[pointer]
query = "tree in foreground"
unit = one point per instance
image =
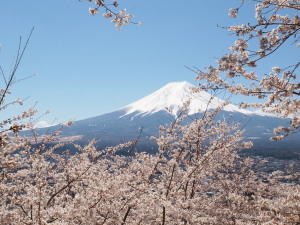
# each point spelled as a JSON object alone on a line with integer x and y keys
{"x": 277, "y": 25}
{"x": 197, "y": 176}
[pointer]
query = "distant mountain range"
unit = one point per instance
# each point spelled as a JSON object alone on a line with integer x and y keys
{"x": 149, "y": 112}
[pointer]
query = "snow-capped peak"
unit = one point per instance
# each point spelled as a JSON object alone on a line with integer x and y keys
{"x": 173, "y": 96}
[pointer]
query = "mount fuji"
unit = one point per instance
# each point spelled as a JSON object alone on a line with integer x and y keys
{"x": 149, "y": 112}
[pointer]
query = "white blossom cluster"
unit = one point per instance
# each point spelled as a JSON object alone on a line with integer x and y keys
{"x": 277, "y": 24}
{"x": 196, "y": 177}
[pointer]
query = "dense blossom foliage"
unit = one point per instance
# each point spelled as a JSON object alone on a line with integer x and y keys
{"x": 277, "y": 24}
{"x": 196, "y": 177}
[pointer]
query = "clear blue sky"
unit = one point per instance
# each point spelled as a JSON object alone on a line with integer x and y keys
{"x": 87, "y": 68}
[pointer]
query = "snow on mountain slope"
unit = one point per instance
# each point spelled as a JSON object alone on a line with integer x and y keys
{"x": 173, "y": 96}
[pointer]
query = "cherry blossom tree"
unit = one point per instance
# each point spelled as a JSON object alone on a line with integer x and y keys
{"x": 277, "y": 25}
{"x": 108, "y": 7}
{"x": 196, "y": 177}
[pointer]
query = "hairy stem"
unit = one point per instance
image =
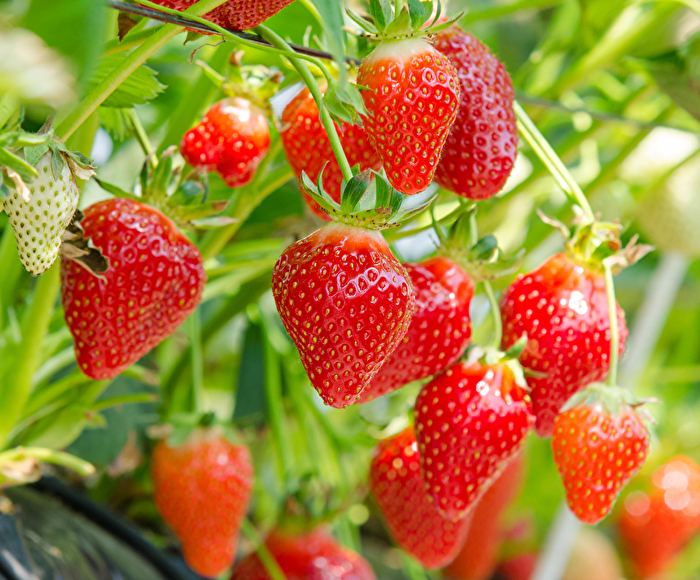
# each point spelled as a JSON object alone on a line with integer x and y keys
{"x": 109, "y": 84}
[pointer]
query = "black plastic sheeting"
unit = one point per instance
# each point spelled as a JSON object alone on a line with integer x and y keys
{"x": 58, "y": 534}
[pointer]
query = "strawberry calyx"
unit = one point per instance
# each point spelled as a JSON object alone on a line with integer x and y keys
{"x": 592, "y": 243}
{"x": 385, "y": 23}
{"x": 256, "y": 84}
{"x": 613, "y": 401}
{"x": 482, "y": 259}
{"x": 367, "y": 201}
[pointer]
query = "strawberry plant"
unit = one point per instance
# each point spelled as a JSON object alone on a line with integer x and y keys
{"x": 302, "y": 288}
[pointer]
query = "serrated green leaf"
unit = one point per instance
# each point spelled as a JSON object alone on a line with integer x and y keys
{"x": 138, "y": 89}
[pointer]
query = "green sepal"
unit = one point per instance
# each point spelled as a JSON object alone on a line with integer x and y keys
{"x": 17, "y": 164}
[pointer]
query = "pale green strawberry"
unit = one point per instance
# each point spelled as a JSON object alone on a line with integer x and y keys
{"x": 39, "y": 223}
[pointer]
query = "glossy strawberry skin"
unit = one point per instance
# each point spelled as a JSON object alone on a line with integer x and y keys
{"x": 596, "y": 454}
{"x": 154, "y": 281}
{"x": 313, "y": 555}
{"x": 346, "y": 302}
{"x": 656, "y": 526}
{"x": 471, "y": 420}
{"x": 480, "y": 150}
{"x": 232, "y": 139}
{"x": 409, "y": 512}
{"x": 478, "y": 557}
{"x": 412, "y": 98}
{"x": 235, "y": 14}
{"x": 563, "y": 308}
{"x": 202, "y": 490}
{"x": 440, "y": 329}
{"x": 308, "y": 149}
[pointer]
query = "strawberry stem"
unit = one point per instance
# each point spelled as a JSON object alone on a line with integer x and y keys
{"x": 315, "y": 91}
{"x": 267, "y": 559}
{"x": 109, "y": 84}
{"x": 614, "y": 330}
{"x": 551, "y": 160}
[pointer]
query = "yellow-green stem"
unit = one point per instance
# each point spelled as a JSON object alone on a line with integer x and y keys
{"x": 614, "y": 330}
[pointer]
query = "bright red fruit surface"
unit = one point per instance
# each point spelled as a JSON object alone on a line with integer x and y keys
{"x": 655, "y": 526}
{"x": 480, "y": 150}
{"x": 478, "y": 557}
{"x": 346, "y": 302}
{"x": 563, "y": 308}
{"x": 471, "y": 421}
{"x": 412, "y": 98}
{"x": 314, "y": 555}
{"x": 308, "y": 149}
{"x": 154, "y": 281}
{"x": 596, "y": 454}
{"x": 202, "y": 490}
{"x": 236, "y": 14}
{"x": 409, "y": 512}
{"x": 440, "y": 329}
{"x": 232, "y": 138}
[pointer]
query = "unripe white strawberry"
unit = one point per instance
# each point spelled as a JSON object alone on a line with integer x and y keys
{"x": 39, "y": 223}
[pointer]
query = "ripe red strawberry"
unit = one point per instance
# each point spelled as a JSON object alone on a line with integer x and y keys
{"x": 478, "y": 557}
{"x": 481, "y": 147}
{"x": 597, "y": 452}
{"x": 471, "y": 421}
{"x": 235, "y": 14}
{"x": 314, "y": 555}
{"x": 308, "y": 149}
{"x": 154, "y": 281}
{"x": 409, "y": 512}
{"x": 202, "y": 490}
{"x": 656, "y": 526}
{"x": 440, "y": 329}
{"x": 232, "y": 138}
{"x": 346, "y": 302}
{"x": 412, "y": 97}
{"x": 563, "y": 308}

◇ ◇ ◇ ◇ ◇

§ Exercise prompt
Return the listing above word for word, with the pictures removed.

§ Response to this exercise
[pointer]
query = "tree in foreground"
unit = one point per instance
image =
# each point spelled as a JSON object alone on a line with integer x and y keys
{"x": 277, "y": 25}
{"x": 197, "y": 176}
[pointer]
query = "distant mountain range"
unit = one point per instance
# each point spelled as a JSON object alone on a line with integer x and y keys
{"x": 149, "y": 112}
[pointer]
query = "snow-capped peak"
unit = one point per instance
# each point spelled as a JSON object alone on a line with integer x and y keys
{"x": 173, "y": 96}
[pointer]
query = "mount fuji"
unit = one point per instance
# each point spelled as a JSON object alone on a line with integer x and y keys
{"x": 149, "y": 112}
[pointer]
query = "white blossom cluster"
unit = one point per instance
# each point spelled as a JSON object alone on a line with integer x and y keys
{"x": 277, "y": 24}
{"x": 196, "y": 177}
[pointer]
query = "dense blossom foliage"
unit = one point per instance
# each point spelled as a JSON object alone on a line with integer x and y keys
{"x": 277, "y": 24}
{"x": 196, "y": 177}
[pointer]
query = "clear blue sky"
unit = one point per instance
# each point spelled as a JSON object alone on a line with integer x and y keys
{"x": 87, "y": 68}
[pointer]
query = "snow on mountain slope"
unit = one point per instance
# each point spelled as a JSON object alone on a line with integer x and y keys
{"x": 173, "y": 96}
[pointer]
query = "cherry blossom tree"
unit = one point per instance
# each point spelled as a JSON object alone on a line with integer x and y keys
{"x": 277, "y": 25}
{"x": 108, "y": 7}
{"x": 196, "y": 177}
[pointer]
query = "hairy stem"
unit = one point per instance
image =
# each point spelled as a JSON object alone on a line with integer x and y keys
{"x": 109, "y": 84}
[pointer]
query = "black plastic sheeting"
unit = one point per instance
# each point spelled as a JSON object alone on a line with integer x and y keys
{"x": 58, "y": 534}
[pointer]
query = "strawberry calyx"
unit = one point per instance
# each point spelled as a JSON object alone on a line with integer x and y keys
{"x": 592, "y": 243}
{"x": 385, "y": 23}
{"x": 256, "y": 84}
{"x": 613, "y": 401}
{"x": 482, "y": 259}
{"x": 367, "y": 201}
[pointer]
query = "strawberry plant"
unit = one point per instance
# each point spelled as a JSON object alone on a line with integer x and y keys
{"x": 302, "y": 288}
[pointer]
query = "serrated green leaf"
unit = one point per instance
# each point spelled as a JSON object alone on a line with integer x and y keys
{"x": 138, "y": 89}
[pointer]
query = "green sepal"
unit = one point per instance
# each point spelled as a JSON object alone on a line with integer x and y keys
{"x": 17, "y": 164}
[pointer]
query = "pale green strawberry"
unit = one point per instance
# each point spelled as a JSON object alone on a line with integer x and y keys
{"x": 39, "y": 223}
[pointer]
query = "glossy strawberry skin"
unit = one point per instance
# each point spelled as a JSON object alone on a line with integer x and y keys
{"x": 596, "y": 454}
{"x": 154, "y": 281}
{"x": 313, "y": 555}
{"x": 346, "y": 302}
{"x": 656, "y": 526}
{"x": 471, "y": 420}
{"x": 480, "y": 150}
{"x": 232, "y": 139}
{"x": 409, "y": 512}
{"x": 478, "y": 557}
{"x": 412, "y": 98}
{"x": 235, "y": 14}
{"x": 563, "y": 308}
{"x": 202, "y": 490}
{"x": 440, "y": 329}
{"x": 308, "y": 149}
[pointer]
query = "strawberry stem"
unit = one point per instance
# each point spelled as a JSON object alone on a line with integer x and y keys
{"x": 315, "y": 91}
{"x": 267, "y": 559}
{"x": 109, "y": 84}
{"x": 614, "y": 330}
{"x": 551, "y": 160}
[pointer]
query = "yellow-green stem"
unit = one point per instance
# each point spelled as a JSON object alone on a line with integer x and y keys
{"x": 614, "y": 330}
[pointer]
query = "bright red fruit surface"
unit = one point per instance
# each point spelled as a JSON object alone on a line with integer x and y keys
{"x": 655, "y": 526}
{"x": 480, "y": 150}
{"x": 478, "y": 557}
{"x": 346, "y": 302}
{"x": 563, "y": 308}
{"x": 471, "y": 421}
{"x": 412, "y": 98}
{"x": 314, "y": 555}
{"x": 308, "y": 149}
{"x": 154, "y": 281}
{"x": 596, "y": 454}
{"x": 202, "y": 490}
{"x": 236, "y": 14}
{"x": 409, "y": 512}
{"x": 440, "y": 329}
{"x": 232, "y": 138}
[pointer]
query = "unripe white strawberry"
unit = one point per instance
# each point spelled as a JSON object alone on a line with integer x and y keys
{"x": 39, "y": 223}
[pointer]
query = "ripe red strawberry"
unit = one point per instance
# each point spelled as a JSON object alone on a line with integer x and y keys
{"x": 478, "y": 557}
{"x": 481, "y": 147}
{"x": 597, "y": 452}
{"x": 471, "y": 421}
{"x": 235, "y": 14}
{"x": 314, "y": 555}
{"x": 308, "y": 149}
{"x": 154, "y": 281}
{"x": 409, "y": 512}
{"x": 202, "y": 490}
{"x": 656, "y": 526}
{"x": 440, "y": 329}
{"x": 232, "y": 138}
{"x": 346, "y": 302}
{"x": 412, "y": 97}
{"x": 563, "y": 308}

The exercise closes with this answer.